• WRITTEN PROBLEM:
Count the lines below that contain the string "engine". Reply with the number alone.

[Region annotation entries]

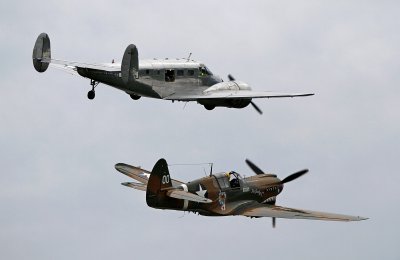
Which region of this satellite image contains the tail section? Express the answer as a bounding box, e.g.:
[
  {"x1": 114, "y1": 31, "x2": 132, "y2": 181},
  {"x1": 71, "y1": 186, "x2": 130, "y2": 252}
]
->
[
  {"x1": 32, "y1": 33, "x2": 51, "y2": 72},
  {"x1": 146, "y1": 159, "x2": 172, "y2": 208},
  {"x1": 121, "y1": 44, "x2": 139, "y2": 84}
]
--
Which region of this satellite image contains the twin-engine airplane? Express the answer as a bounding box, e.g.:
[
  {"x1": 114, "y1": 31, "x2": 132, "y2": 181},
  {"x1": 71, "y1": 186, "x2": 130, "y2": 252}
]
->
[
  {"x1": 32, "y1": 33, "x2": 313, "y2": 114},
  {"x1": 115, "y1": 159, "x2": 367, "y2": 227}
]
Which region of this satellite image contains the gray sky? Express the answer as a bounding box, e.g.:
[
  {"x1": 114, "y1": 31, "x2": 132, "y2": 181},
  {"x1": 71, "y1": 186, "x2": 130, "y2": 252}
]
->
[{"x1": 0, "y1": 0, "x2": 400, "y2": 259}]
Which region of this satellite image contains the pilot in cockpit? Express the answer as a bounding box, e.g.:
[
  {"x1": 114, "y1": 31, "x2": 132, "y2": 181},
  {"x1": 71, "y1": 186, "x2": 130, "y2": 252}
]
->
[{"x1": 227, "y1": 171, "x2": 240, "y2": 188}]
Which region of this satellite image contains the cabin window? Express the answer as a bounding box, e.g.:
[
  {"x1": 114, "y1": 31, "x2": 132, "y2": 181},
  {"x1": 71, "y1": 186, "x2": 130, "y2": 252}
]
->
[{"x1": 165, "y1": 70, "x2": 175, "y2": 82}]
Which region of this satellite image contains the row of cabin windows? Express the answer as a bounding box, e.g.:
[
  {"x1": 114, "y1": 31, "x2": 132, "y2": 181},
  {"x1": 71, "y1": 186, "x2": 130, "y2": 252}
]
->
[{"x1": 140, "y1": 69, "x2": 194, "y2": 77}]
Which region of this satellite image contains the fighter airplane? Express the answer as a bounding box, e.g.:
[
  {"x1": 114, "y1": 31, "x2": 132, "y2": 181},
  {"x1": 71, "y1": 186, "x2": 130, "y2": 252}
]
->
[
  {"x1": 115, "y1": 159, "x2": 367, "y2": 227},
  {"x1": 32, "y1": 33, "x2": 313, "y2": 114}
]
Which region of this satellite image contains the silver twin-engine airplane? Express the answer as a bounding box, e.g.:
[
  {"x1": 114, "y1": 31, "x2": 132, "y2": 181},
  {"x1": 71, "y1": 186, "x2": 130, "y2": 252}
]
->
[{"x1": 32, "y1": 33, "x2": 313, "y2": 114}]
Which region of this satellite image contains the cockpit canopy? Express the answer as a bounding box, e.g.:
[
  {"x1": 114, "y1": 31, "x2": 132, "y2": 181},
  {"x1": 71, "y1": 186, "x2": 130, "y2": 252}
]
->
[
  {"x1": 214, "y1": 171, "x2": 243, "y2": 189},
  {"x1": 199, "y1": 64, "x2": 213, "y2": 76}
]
...
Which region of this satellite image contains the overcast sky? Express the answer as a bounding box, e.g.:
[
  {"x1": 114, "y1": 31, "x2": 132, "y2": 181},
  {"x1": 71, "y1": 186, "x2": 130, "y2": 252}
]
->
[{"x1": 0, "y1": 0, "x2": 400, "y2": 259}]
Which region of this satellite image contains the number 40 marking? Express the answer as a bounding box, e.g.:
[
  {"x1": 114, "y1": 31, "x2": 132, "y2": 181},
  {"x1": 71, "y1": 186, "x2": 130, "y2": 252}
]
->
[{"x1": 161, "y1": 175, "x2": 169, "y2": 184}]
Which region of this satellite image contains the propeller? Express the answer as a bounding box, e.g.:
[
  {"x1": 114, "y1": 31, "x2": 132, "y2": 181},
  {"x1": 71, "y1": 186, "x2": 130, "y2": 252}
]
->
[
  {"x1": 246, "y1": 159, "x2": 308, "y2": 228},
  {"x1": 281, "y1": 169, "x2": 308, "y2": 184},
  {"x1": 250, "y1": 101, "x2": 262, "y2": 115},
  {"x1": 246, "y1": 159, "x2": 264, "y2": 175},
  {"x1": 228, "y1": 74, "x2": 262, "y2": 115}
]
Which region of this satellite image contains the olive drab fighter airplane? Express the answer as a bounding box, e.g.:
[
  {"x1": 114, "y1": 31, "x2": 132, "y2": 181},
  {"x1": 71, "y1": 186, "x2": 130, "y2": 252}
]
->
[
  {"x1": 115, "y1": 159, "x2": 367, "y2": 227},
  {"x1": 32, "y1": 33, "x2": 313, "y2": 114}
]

• TASK OUTPUT:
2